Dataset entries>
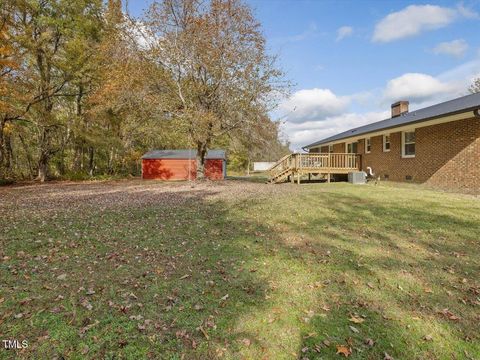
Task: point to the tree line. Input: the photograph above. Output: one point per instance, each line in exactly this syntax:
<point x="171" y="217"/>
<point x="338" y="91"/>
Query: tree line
<point x="85" y="89"/>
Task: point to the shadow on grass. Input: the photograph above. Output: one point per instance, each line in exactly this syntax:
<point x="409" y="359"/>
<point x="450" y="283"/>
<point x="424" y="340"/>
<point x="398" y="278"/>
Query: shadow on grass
<point x="189" y="274"/>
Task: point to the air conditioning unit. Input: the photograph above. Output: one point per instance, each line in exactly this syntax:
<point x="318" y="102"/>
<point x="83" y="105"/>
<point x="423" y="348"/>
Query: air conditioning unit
<point x="357" y="177"/>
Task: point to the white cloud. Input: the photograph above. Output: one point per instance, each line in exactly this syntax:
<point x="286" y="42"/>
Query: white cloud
<point x="313" y="104"/>
<point x="456" y="48"/>
<point x="343" y="32"/>
<point x="311" y="32"/>
<point x="414" y="87"/>
<point x="306" y="133"/>
<point x="319" y="113"/>
<point x="415" y="19"/>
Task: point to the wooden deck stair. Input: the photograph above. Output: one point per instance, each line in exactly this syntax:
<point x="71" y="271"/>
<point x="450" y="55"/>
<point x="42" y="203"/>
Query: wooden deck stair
<point x="296" y="165"/>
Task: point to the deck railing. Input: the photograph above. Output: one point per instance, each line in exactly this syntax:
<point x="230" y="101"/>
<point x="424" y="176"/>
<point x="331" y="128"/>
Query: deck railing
<point x="321" y="163"/>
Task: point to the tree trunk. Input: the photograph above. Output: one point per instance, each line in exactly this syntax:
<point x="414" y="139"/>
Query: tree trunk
<point x="77" y="158"/>
<point x="42" y="168"/>
<point x="91" y="164"/>
<point x="44" y="156"/>
<point x="2" y="151"/>
<point x="8" y="155"/>
<point x="201" y="153"/>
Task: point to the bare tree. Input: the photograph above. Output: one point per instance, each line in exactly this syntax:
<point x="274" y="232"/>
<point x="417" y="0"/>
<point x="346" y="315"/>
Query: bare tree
<point x="222" y="79"/>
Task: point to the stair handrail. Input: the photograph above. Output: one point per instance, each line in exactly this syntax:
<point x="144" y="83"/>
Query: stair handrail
<point x="280" y="163"/>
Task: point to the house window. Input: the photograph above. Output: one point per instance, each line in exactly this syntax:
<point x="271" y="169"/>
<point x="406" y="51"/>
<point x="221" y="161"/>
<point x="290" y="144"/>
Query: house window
<point x="352" y="148"/>
<point x="386" y="143"/>
<point x="408" y="144"/>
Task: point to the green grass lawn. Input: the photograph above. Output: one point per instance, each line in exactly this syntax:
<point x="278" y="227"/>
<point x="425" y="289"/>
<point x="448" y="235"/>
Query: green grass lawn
<point x="239" y="270"/>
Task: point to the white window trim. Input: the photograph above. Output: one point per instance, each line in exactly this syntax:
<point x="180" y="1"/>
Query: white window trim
<point x="366" y="146"/>
<point x="384" y="143"/>
<point x="403" y="145"/>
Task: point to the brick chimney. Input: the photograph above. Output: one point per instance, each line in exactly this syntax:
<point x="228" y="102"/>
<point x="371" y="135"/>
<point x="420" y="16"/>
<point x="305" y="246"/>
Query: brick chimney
<point x="399" y="108"/>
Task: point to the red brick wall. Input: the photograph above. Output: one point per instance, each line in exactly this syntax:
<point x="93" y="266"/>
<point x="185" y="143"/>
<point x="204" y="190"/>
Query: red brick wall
<point x="169" y="169"/>
<point x="447" y="156"/>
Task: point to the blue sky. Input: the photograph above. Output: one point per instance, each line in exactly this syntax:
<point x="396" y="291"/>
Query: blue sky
<point x="349" y="60"/>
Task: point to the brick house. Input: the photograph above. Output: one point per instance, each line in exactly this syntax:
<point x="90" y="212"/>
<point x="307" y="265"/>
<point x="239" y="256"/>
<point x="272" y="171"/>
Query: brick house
<point x="438" y="145"/>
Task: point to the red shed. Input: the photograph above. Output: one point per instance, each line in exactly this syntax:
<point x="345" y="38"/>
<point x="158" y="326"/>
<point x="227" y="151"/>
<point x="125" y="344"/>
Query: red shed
<point x="182" y="165"/>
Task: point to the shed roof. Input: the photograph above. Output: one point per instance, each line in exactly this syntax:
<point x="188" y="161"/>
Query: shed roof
<point x="465" y="103"/>
<point x="183" y="154"/>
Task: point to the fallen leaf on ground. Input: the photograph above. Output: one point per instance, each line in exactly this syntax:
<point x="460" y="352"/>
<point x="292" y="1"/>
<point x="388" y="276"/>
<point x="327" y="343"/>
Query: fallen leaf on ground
<point x="449" y="315"/>
<point x="356" y="319"/>
<point x="246" y="342"/>
<point x="344" y="350"/>
<point x="369" y="342"/>
<point x="387" y="357"/>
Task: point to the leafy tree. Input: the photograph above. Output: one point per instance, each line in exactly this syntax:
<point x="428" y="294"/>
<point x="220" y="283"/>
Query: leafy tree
<point x="222" y="79"/>
<point x="49" y="33"/>
<point x="475" y="87"/>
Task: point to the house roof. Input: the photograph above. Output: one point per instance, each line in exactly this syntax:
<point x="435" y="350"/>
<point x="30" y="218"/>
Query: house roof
<point x="183" y="154"/>
<point x="462" y="104"/>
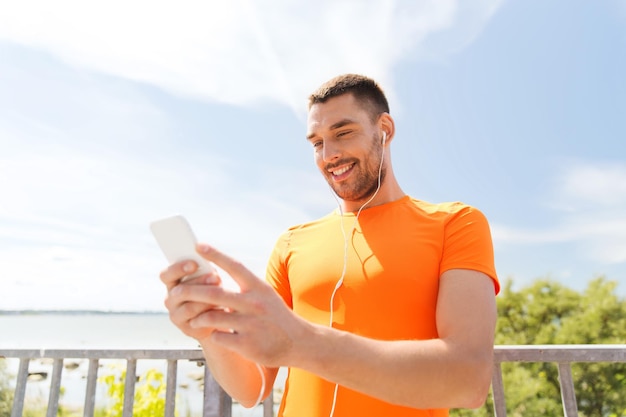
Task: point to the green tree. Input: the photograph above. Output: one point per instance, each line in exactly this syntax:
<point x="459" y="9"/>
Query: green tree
<point x="547" y="312"/>
<point x="149" y="394"/>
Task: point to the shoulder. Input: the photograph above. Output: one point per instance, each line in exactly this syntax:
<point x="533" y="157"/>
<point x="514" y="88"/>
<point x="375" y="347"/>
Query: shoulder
<point x="445" y="211"/>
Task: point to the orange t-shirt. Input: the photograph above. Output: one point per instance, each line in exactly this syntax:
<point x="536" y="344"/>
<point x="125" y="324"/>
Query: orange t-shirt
<point x="396" y="254"/>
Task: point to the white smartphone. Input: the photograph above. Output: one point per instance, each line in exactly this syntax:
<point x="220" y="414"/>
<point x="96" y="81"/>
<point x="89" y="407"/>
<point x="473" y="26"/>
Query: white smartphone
<point x="178" y="243"/>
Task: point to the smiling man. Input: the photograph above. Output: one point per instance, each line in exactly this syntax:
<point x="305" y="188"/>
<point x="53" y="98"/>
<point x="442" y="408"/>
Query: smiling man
<point x="384" y="307"/>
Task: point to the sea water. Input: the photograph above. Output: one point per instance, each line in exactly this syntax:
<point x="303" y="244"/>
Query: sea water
<point x="85" y="330"/>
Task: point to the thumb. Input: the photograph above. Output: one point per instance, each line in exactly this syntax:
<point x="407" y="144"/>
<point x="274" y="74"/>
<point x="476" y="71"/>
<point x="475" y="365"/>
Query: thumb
<point x="240" y="274"/>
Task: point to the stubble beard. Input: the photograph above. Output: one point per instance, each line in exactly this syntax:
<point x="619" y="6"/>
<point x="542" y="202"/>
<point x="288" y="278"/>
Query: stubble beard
<point x="365" y="182"/>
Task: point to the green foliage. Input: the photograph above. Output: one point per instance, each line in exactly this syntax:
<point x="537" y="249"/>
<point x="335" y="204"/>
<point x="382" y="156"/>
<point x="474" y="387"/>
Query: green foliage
<point x="547" y="312"/>
<point x="149" y="394"/>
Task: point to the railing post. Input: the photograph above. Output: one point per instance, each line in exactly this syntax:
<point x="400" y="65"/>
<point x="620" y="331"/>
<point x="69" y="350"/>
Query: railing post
<point x="129" y="387"/>
<point x="568" y="395"/>
<point x="20" y="388"/>
<point x="170" y="388"/>
<point x="90" y="392"/>
<point x="497" y="388"/>
<point x="216" y="402"/>
<point x="55" y="388"/>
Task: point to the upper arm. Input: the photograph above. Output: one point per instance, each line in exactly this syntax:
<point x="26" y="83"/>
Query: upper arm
<point x="466" y="310"/>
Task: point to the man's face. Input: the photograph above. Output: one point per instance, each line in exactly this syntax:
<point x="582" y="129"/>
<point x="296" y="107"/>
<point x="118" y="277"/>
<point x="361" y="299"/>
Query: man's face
<point x="347" y="147"/>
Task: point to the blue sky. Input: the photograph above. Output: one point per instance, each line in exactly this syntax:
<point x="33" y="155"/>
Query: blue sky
<point x="116" y="114"/>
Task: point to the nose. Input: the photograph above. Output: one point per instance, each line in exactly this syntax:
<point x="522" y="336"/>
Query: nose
<point x="331" y="151"/>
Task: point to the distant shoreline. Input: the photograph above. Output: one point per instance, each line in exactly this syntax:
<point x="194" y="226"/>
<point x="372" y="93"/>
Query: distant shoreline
<point x="76" y="312"/>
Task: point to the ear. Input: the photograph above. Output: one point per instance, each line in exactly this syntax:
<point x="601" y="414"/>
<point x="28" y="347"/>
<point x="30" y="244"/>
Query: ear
<point x="387" y="126"/>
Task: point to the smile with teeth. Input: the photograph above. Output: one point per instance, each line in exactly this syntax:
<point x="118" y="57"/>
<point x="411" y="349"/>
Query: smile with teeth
<point x="338" y="172"/>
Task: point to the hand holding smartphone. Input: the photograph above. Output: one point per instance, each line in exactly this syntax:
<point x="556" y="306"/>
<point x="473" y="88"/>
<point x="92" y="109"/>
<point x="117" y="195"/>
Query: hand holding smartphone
<point x="178" y="243"/>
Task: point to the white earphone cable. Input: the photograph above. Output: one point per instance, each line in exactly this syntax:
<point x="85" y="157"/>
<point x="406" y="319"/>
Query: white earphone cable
<point x="345" y="255"/>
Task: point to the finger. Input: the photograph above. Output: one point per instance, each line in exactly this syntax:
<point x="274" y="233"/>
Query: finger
<point x="218" y="318"/>
<point x="209" y="294"/>
<point x="172" y="275"/>
<point x="177" y="272"/>
<point x="242" y="275"/>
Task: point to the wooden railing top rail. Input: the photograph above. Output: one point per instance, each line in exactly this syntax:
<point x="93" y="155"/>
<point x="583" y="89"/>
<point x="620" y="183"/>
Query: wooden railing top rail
<point x="218" y="404"/>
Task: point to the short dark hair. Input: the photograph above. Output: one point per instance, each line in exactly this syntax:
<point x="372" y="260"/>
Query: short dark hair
<point x="364" y="89"/>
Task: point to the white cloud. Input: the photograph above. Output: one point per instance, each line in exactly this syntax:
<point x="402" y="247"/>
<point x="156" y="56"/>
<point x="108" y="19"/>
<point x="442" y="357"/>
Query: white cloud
<point x="589" y="202"/>
<point x="77" y="190"/>
<point x="239" y="51"/>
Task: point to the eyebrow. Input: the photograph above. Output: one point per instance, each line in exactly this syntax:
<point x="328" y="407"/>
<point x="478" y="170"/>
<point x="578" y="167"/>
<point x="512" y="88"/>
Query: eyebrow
<point x="337" y="125"/>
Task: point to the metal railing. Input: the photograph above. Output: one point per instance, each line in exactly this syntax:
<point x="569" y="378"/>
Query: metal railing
<point x="216" y="403"/>
<point x="563" y="356"/>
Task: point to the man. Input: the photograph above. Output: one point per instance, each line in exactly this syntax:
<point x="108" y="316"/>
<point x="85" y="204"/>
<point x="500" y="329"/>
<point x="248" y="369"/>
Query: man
<point x="383" y="308"/>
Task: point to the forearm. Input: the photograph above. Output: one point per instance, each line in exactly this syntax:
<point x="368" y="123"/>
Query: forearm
<point x="239" y="377"/>
<point x="433" y="373"/>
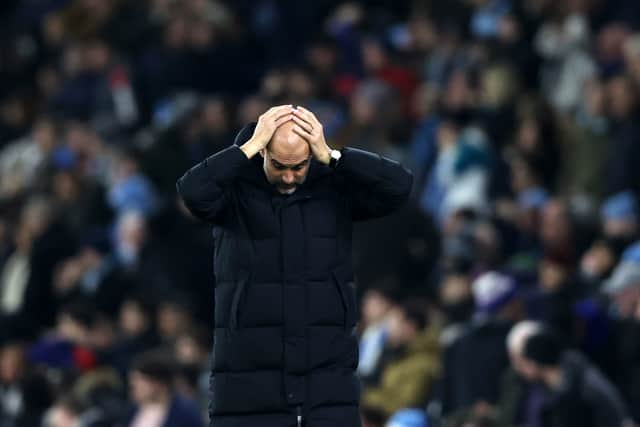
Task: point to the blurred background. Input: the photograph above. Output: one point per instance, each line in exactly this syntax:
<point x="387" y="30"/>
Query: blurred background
<point x="519" y="119"/>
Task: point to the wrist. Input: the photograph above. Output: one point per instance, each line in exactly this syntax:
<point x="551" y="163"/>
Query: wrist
<point x="250" y="148"/>
<point x="325" y="156"/>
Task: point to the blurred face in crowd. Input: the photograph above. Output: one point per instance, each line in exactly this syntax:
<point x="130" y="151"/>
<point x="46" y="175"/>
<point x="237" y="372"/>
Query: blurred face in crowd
<point x="375" y="307"/>
<point x="61" y="416"/>
<point x="71" y="329"/>
<point x="214" y="116"/>
<point x="597" y="261"/>
<point x="552" y="275"/>
<point x="44" y="134"/>
<point x="627" y="301"/>
<point x="401" y="330"/>
<point x="594" y="98"/>
<point x="516" y="341"/>
<point x="12" y="359"/>
<point x="133" y="320"/>
<point x="286" y="159"/>
<point x="189" y="352"/>
<point x="173" y="320"/>
<point x="145" y="389"/>
<point x="621" y="97"/>
<point x="555" y="227"/>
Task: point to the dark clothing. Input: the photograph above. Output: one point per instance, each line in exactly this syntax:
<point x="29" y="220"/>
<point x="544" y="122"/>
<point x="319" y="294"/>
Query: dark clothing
<point x="626" y="362"/>
<point x="473" y="365"/>
<point x="182" y="413"/>
<point x="285" y="307"/>
<point x="586" y="398"/>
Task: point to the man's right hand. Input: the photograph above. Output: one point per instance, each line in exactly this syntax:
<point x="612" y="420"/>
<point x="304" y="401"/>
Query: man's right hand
<point x="267" y="125"/>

Description of the task>
Above are the records; repeat exactly the lines from the one holding "Query: sea water" down to the one holding "Task: point to the green foliage.", end lines included.

Exercise response>
Query: sea water
<point x="85" y="330"/>
Task: point to the thumb. Input: the photograph above. Output: one point per instance, each line in exactly this syntax:
<point x="407" y="144"/>
<point x="274" y="74"/>
<point x="476" y="71"/>
<point x="475" y="365"/>
Query: thumb
<point x="240" y="274"/>
Task: point to the stubble beard. Input: the photograph above. Output: one point per instance, each line in exactly this syntax:
<point x="619" y="6"/>
<point x="542" y="202"/>
<point x="288" y="278"/>
Query: stubble beard
<point x="365" y="182"/>
Task: point to the green foliage. Input: the photograph above. Output: one point per instance, each line in exactly this syntax:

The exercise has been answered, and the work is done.